Task description: Set down the entries exactly. No line may differ from its source.

= = = = =

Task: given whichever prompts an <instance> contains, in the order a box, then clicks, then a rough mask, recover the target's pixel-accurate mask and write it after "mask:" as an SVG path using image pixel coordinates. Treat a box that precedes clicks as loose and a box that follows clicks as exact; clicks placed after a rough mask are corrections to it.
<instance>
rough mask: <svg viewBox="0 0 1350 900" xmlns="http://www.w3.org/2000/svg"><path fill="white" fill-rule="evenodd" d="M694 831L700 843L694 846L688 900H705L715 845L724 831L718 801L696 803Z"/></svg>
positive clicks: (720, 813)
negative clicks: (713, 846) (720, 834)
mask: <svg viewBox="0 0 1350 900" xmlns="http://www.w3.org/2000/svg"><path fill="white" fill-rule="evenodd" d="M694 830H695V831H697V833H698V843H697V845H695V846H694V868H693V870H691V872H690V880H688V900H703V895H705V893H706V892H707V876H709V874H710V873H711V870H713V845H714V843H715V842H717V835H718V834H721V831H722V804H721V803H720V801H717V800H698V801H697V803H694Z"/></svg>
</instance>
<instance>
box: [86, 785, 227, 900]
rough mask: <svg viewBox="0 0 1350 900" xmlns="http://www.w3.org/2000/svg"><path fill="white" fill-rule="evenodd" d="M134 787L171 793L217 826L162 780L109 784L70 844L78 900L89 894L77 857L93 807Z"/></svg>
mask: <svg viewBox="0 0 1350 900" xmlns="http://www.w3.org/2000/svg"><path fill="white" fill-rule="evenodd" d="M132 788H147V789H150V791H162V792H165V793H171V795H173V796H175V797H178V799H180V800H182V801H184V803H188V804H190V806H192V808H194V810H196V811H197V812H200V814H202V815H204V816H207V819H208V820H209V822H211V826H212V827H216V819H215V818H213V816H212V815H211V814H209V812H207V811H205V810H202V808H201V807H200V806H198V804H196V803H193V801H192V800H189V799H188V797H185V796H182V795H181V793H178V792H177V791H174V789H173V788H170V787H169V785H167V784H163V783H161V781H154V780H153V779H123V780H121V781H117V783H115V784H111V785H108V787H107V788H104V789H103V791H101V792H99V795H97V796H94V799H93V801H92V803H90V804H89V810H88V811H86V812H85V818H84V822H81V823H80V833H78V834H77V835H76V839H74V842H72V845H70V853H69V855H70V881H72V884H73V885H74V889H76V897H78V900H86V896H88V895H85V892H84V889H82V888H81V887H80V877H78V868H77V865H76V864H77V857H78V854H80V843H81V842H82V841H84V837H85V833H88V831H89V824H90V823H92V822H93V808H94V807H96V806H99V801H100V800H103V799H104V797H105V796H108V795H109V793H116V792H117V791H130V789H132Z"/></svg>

= = = = =

Answer to the problem:
Task: given whichever prompts an <instance> contains, in the order a box, then clicks, then a rough mask, recover the target's pixel-accurate mask and write it after "mask:" as an SVG path using image pixel coordinates. Treat a box that precedes clicks as loose and a box that follows clicks as exact; clicks placed after a rough mask are corrections to it.
<instance>
rough mask: <svg viewBox="0 0 1350 900" xmlns="http://www.w3.org/2000/svg"><path fill="white" fill-rule="evenodd" d="M694 831L700 843L694 846L688 900H705L715 845L724 831L718 801L696 803Z"/></svg>
positive clicks: (720, 813)
negative clicks: (713, 846) (720, 834)
mask: <svg viewBox="0 0 1350 900" xmlns="http://www.w3.org/2000/svg"><path fill="white" fill-rule="evenodd" d="M694 830H695V831H697V833H698V843H697V845H695V846H694V868H693V870H691V872H690V880H688V900H703V895H705V893H706V892H707V876H709V874H710V873H711V870H713V845H714V843H715V842H717V835H718V834H721V831H722V804H721V803H720V801H717V800H698V801H697V803H694Z"/></svg>
</instance>
<instance>
box: [86, 785, 227, 900]
rough mask: <svg viewBox="0 0 1350 900" xmlns="http://www.w3.org/2000/svg"><path fill="white" fill-rule="evenodd" d="M134 787L171 793L217 826L162 780L109 784L70 844L78 900L89 894L77 857L93 807Z"/></svg>
mask: <svg viewBox="0 0 1350 900" xmlns="http://www.w3.org/2000/svg"><path fill="white" fill-rule="evenodd" d="M132 788H147V789H150V791H162V792H165V793H171V795H173V796H175V797H178V799H180V800H182V801H184V803H188V804H190V806H192V808H194V810H196V811H197V812H200V814H202V815H204V816H207V819H208V820H209V822H211V826H212V827H216V819H215V818H213V816H212V815H211V814H209V812H207V811H205V810H202V808H201V807H200V806H198V804H196V803H193V801H192V800H189V799H188V797H185V796H182V795H181V793H178V792H177V791H174V789H173V788H170V787H169V785H167V784H163V783H161V781H154V780H153V779H123V780H121V781H117V783H115V784H111V785H108V787H107V788H104V789H103V791H101V792H99V795H97V796H94V799H93V801H92V803H90V804H89V810H88V811H86V812H85V818H84V822H81V823H80V833H78V834H77V835H76V839H74V842H72V845H70V853H69V855H70V881H72V884H73V885H74V889H76V897H78V900H86V896H88V895H85V892H84V889H82V888H81V887H80V877H78V868H77V865H76V864H77V857H78V854H80V843H81V842H82V841H84V837H85V833H88V831H89V824H90V823H92V822H93V808H94V807H96V806H99V801H100V800H103V799H104V797H105V796H108V795H109V793H116V792H117V791H130V789H132Z"/></svg>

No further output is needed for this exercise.